Please rewrite the material below, swapping every "Submission" for "Response" and keeping everything else the same. Leave the pictures out of your answer.

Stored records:
- - - - - - -

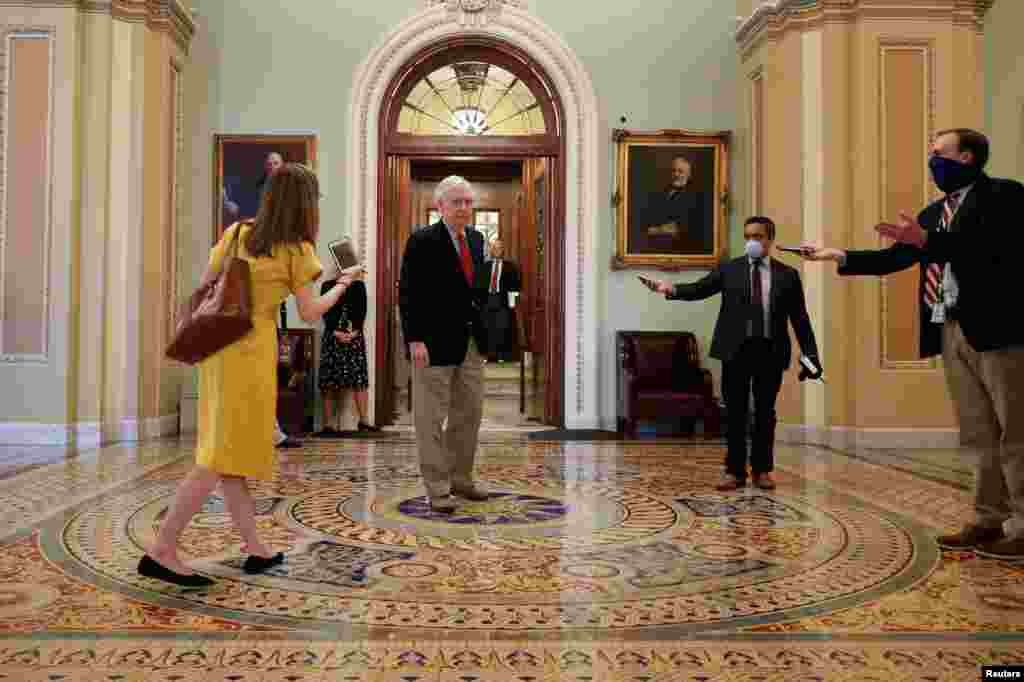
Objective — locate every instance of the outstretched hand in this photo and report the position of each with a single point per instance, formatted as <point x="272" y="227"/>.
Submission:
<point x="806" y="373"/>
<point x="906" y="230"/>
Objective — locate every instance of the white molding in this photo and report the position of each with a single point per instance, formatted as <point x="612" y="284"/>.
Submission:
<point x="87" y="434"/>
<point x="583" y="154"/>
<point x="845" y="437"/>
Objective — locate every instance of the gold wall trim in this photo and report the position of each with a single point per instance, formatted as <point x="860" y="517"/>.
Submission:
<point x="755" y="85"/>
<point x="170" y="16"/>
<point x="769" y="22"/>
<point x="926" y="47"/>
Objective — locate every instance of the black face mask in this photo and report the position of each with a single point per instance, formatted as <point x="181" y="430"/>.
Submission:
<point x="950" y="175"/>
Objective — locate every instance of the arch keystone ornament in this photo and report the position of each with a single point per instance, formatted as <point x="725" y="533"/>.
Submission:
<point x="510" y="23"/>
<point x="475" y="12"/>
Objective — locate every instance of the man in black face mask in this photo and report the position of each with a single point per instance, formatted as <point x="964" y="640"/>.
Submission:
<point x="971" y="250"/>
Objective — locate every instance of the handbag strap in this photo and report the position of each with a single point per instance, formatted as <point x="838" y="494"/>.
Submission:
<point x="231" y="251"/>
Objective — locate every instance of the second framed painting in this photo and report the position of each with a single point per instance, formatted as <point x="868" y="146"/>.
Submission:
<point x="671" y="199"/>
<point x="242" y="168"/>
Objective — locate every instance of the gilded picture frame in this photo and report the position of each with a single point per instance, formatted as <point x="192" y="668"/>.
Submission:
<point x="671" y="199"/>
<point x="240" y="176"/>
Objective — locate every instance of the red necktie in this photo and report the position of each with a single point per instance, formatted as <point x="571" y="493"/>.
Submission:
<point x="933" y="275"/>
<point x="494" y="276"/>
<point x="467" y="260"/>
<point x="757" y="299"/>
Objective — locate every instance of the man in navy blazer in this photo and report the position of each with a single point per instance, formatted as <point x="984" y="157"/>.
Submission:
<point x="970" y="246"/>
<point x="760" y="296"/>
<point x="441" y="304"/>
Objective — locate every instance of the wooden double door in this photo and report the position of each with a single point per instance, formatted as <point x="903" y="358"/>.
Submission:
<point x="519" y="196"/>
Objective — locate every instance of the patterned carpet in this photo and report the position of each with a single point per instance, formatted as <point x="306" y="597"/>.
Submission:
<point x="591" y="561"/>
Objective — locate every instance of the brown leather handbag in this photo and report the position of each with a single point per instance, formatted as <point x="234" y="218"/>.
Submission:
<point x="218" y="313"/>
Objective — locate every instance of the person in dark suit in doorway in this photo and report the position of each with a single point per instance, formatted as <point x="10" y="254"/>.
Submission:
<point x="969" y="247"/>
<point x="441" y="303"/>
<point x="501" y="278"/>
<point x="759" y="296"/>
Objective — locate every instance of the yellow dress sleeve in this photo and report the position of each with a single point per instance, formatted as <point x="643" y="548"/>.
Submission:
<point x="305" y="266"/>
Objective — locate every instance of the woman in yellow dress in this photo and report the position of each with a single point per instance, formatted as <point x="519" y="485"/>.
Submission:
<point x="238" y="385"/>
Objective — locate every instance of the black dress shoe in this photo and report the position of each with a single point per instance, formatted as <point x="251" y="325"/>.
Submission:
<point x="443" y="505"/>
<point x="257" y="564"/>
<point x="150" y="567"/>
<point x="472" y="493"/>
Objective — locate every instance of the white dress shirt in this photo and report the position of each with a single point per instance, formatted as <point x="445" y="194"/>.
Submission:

- - - - - - -

Exercise result:
Objective — locate every instance of the outstretched hand in this photo and report the position of each with a single point per instance, formatted as <point x="272" y="227"/>.
Response:
<point x="806" y="373"/>
<point x="906" y="230"/>
Objective — locate every instance of the white molding in this photo and report the position of each with a single point per instance, formatted as <point x="612" y="284"/>.
Response:
<point x="87" y="434"/>
<point x="583" y="154"/>
<point x="845" y="437"/>
Objective — locate every instance of the gold wall trim in this photo and report the position of each with a single point per instance, formatted as <point x="860" y="517"/>.
Response:
<point x="755" y="85"/>
<point x="170" y="16"/>
<point x="769" y="22"/>
<point x="926" y="47"/>
Objective — locate every instance of the black face mask in this photo and report the position of each with a single point per instance, formatted as <point x="181" y="430"/>.
Response:
<point x="950" y="175"/>
Objective — locate every instance of the arch keystone ornament in this photo and report the position of each with a single point per instance, formatted as <point x="725" y="533"/>.
Response:
<point x="510" y="23"/>
<point x="475" y="12"/>
Objective — locate every instance of the man in black face mask in this photo and report the position of each with a single point per instance, formatted as <point x="964" y="640"/>.
Response:
<point x="971" y="250"/>
Objective — locate every instance of the handbag strap in this photo and report the position of each with a single point per instance, formatted as <point x="838" y="494"/>.
Response:
<point x="231" y="251"/>
Objective — locate every instance of the second framed painting in this photo and report the position of each with a single point per instance, formatted as <point x="868" y="146"/>.
Response:
<point x="671" y="199"/>
<point x="242" y="168"/>
Objective — locate every instance of the gilded picture frame in this photo and report the position of each with a single point per instance, formatted as <point x="192" y="668"/>.
Response:
<point x="671" y="199"/>
<point x="240" y="176"/>
Objective — locate every instance of the red necktie in this photo and report the position of each with a single point per instance, formatted as <point x="571" y="493"/>.
Response:
<point x="933" y="275"/>
<point x="494" y="276"/>
<point x="467" y="260"/>
<point x="757" y="299"/>
Objective — locate every instance of the man in navy blazer in this photo and report the position of each with a single point per instance, formatted as <point x="984" y="157"/>.
Response:
<point x="970" y="246"/>
<point x="760" y="296"/>
<point x="441" y="304"/>
Objective — locate every instance of the wooden double door in this photo and report the position of each with a single point per instance, formatted as <point x="903" y="358"/>.
Response:
<point x="519" y="196"/>
Objective — locate every instance of the patterned carpet in this photo and report the position of each with a single point per instance, formatted as <point x="306" y="597"/>.
Response:
<point x="591" y="561"/>
Objective — locate every instance of the brown leather handbag in this photo and report the position of each with a single point per instance, formatted as <point x="234" y="218"/>.
Response:
<point x="218" y="313"/>
Objective — locate every instance of the person in dark suit in doorway in this photo and report the position of each with a single point per instance, formatted as <point x="10" y="254"/>.
Response:
<point x="969" y="247"/>
<point x="441" y="303"/>
<point x="501" y="278"/>
<point x="759" y="296"/>
Objective — locate every instance of the yellow dress sleeve in this photo and report the position of each with a single point per instance, formatted as <point x="643" y="548"/>.
Response:
<point x="305" y="266"/>
Objective — locate every instance of the woman in yellow dress in this photo and report the position of each with a single point per instance, formatted as <point x="519" y="485"/>.
Response:
<point x="238" y="385"/>
Objective — locate every instance of the black dress shoe in this photo and report the position of each with a single point per instance, formatted as <point x="251" y="325"/>.
Response:
<point x="443" y="505"/>
<point x="257" y="564"/>
<point x="150" y="567"/>
<point x="472" y="493"/>
Objective — locate every instance of the white dress shirt in this photo and report the position of each with a single point per instance, formatted as <point x="445" y="194"/>.
Response:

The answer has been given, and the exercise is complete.